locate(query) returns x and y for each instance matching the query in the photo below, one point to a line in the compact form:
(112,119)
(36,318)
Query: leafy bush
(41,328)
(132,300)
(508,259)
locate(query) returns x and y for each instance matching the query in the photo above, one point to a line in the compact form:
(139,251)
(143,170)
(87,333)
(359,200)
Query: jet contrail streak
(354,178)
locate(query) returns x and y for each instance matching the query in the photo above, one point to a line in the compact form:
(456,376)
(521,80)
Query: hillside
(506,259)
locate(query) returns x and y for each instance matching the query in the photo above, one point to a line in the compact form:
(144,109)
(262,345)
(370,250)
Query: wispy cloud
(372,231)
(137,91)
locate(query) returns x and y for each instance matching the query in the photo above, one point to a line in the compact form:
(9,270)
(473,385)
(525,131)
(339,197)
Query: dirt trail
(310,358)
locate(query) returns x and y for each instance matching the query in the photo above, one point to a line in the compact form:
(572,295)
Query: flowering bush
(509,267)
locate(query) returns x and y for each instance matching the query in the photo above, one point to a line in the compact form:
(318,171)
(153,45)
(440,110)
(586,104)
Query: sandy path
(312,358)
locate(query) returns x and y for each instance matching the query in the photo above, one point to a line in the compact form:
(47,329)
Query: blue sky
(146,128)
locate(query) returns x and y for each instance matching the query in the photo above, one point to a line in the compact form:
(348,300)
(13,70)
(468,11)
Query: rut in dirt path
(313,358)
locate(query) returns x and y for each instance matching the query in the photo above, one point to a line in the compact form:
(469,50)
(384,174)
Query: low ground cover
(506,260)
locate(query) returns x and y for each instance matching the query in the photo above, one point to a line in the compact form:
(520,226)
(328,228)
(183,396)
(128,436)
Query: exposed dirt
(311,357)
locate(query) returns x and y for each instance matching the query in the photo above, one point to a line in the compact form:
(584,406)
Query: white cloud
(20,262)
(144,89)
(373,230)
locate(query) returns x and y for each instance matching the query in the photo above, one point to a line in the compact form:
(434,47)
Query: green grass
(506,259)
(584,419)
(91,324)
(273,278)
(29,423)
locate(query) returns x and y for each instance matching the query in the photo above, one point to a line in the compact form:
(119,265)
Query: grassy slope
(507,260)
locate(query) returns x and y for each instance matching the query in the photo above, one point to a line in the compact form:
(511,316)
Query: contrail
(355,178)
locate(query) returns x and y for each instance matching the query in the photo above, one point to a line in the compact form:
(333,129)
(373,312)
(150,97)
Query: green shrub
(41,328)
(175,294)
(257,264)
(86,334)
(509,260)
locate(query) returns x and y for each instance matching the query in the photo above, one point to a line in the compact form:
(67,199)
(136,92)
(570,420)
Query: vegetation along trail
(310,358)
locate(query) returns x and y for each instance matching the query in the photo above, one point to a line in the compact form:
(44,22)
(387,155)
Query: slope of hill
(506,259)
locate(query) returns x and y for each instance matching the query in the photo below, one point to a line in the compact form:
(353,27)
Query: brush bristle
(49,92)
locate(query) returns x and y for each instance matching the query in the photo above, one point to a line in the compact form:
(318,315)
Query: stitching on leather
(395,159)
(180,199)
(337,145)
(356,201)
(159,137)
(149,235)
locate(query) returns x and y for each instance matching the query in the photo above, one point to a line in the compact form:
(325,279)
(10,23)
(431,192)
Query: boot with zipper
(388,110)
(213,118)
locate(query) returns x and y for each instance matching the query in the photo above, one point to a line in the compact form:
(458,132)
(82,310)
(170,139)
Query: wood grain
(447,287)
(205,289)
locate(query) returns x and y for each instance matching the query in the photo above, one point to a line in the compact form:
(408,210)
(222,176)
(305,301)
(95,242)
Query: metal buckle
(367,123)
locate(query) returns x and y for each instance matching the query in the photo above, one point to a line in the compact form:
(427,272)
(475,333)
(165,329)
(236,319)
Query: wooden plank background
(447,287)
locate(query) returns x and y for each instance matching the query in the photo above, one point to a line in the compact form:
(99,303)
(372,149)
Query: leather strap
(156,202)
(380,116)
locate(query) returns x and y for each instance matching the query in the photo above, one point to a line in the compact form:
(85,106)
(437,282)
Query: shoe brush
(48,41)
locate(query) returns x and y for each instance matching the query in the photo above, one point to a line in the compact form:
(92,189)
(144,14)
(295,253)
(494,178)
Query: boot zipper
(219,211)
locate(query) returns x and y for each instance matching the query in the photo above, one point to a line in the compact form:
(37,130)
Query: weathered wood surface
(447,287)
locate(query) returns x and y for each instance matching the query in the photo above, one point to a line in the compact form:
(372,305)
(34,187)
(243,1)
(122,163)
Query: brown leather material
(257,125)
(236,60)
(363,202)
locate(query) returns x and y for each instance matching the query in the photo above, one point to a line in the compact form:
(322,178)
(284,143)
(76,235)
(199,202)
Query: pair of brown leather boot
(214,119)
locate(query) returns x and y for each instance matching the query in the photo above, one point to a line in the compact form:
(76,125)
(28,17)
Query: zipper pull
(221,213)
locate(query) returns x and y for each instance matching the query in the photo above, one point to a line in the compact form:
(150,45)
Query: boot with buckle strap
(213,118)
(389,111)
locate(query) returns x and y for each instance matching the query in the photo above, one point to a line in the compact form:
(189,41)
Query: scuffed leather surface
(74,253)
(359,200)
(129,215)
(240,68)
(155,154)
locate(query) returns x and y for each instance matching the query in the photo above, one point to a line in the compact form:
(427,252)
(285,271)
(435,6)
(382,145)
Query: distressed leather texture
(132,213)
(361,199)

[Work request]:
Transcribe each record exactly. Leave nothing out.

[Written reply]:
locate(query) returns x and y for each instance matching the query in the photo below, one point to a line in the compact form:
(112,119)
(36,318)
Query: leafy bush
(41,328)
(132,300)
(508,259)
locate(query) returns x and y for each instance matching the query in the photo above, one point to a line in the compact form:
(139,251)
(143,170)
(87,333)
(359,200)
Query: jet contrail streak
(354,178)
locate(query) returns x and y for each instance matching the query in the photo above, one point to a line in the compact form:
(456,376)
(521,80)
Query: hillside
(506,259)
locate(query) returns x and y for each instance matching the query in the photo above, one point to a line in the compact form:
(144,109)
(262,345)
(370,250)
Query: wispy cloud
(372,231)
(137,91)
locate(query) returns x and y for each instance matching the query in the photo above, one point to a line in the compact form:
(9,270)
(473,385)
(525,131)
(339,197)
Query: dirt trail
(310,358)
locate(query) returns x and y for each instance matching the query in the photo above, one point to a line in the compact form:
(572,295)
Query: flowering bush
(509,267)
locate(query) returns x and y for each instance matching the query in the photo above, one point to a line in the compact form:
(318,171)
(153,45)
(440,110)
(586,104)
Query: sandy path
(312,358)
locate(query) returns x and y for each instance matching the query in the photo above, one point to a line in the compact form:
(47,329)
Query: blue sky
(146,128)
locate(query) returns x and y for each instance matching the query in the photo above, one point to a line in the compact form:
(348,300)
(13,70)
(468,11)
Query: rut in dirt path
(313,358)
locate(query) returns x and y for each instance matching the query in the photo above, one point to a line in the compact form:
(469,50)
(384,174)
Query: low ground cover
(506,260)
locate(query) returns x and y for each instance matching the query in the photo above, one point to a line in the compact form:
(520,226)
(328,228)
(183,396)
(128,436)
Query: exposed dirt
(311,357)
locate(query) returns x and y for each instance matching the query in the photo above, one point to a line in the compact form:
(584,406)
Query: white cloud
(20,262)
(144,89)
(373,230)
locate(query) returns x and y for each instance matching the query in the photo above, one point to a line in the compact form:
(434,47)
Query: green grass
(506,259)
(584,419)
(91,324)
(273,278)
(29,423)
locate(query) returns x and y for each instance matching the query in the photo above, one point to a line in the compact form:
(119,265)
Query: grassy slope
(507,260)
locate(query) returns x and y for each instance matching the query in the photo above, one point to a line in the compact form:
(511,316)
Query: contrail
(355,178)
locate(query) returns x and y for each instance matching the query in the photo above, one point to a line in the compact form:
(333,129)
(373,312)
(150,97)
Query: green shrub
(41,328)
(175,294)
(257,264)
(86,334)
(509,260)
locate(query) returns x and y for each instance matching the query in the photo above, one point to a line in the compact form:
(67,199)
(136,92)
(570,420)
Query: vegetation along trail
(310,358)
locate(query) returns x and y for each instance matching the query in the photo above, one point to a line in the compact form:
(44,22)
(387,155)
Query: slope of hill
(506,259)
locate(query) returns x and y for each instance matching the query in the photo below, one point to a line in the compact form:
(353,27)
Query: brush bristle
(49,92)
locate(query) returns x and y for each instance matching the query in the photo above, one point to a line in the compact form:
(318,315)
Query: stitching on leather
(395,159)
(180,199)
(337,145)
(356,201)
(159,137)
(149,235)
locate(query) returns x and y for each instance matching the query in the photo above, one point to a line in the compact form:
(325,279)
(10,23)
(431,192)
Query: boot with zipper
(388,110)
(213,118)
locate(query) returns x and y for each instance matching the query in the photo above, one point to a line in the compact form:
(458,132)
(82,310)
(170,139)
Query: wood grain
(447,287)
(205,289)
locate(query) returns x and y for each instance matching the query in the photo above, one point to a line in the compact form:
(408,210)
(222,176)
(305,301)
(95,242)
Query: metal buckle
(367,123)
locate(query) returns x and y for each instance matching the query in the photo above, one point to a line in the compact form:
(427,272)
(475,333)
(165,329)
(236,319)
Query: wooden plank background
(447,287)
locate(query) returns x and y for each instance matching the query in the photo above, one point to a line in the compact form:
(99,303)
(372,149)
Query: leather strap
(156,202)
(380,116)
locate(query) returns x and y for each instance matching the query in the photo above, one point to a line in the compact form:
(85,106)
(437,282)
Query: shoe brush
(48,41)
locate(query) returns x and y for each instance matching the query in the photo above, one point to a line in the compact form:
(92,189)
(144,14)
(295,253)
(494,178)
Query: boot zipper
(219,211)
locate(query) returns x and y for each instance matching the query in the photo above, one point to a line in the compact form:
(37,130)
Query: weathered wood surface
(447,287)
locate(query) returns x and y for each instance matching the query in the photo above, one point to a line in the compact form:
(372,305)
(34,187)
(243,1)
(122,163)
Query: brown leather material
(257,125)
(236,60)
(363,202)
locate(query) returns x and y for each instance matching the query in the photo above, one point to a line in the compact form:
(322,178)
(284,143)
(76,235)
(199,202)
Query: pair of brown leather boot
(214,119)
locate(query) returns x and y for each instance matching the query in the photo above, one point to a line in the compact form:
(76,125)
(28,17)
Query: zipper pull
(221,213)
locate(query) returns x and y for each instance matching the query in the photo above, one point to a line in the compact form:
(150,45)
Query: boot with buckle strap
(213,118)
(389,111)
locate(query) returns x and y for each instance matching the query in the photo above, one point to a line in the compact form:
(189,41)
Query: scuffed leather surface
(74,253)
(359,200)
(129,215)
(240,68)
(155,154)
locate(query) returns x and y for each instance matching the query in the photo above, one point to a line in the compact form:
(427,252)
(285,271)
(435,6)
(382,145)
Query: distressed leather texture
(132,213)
(361,199)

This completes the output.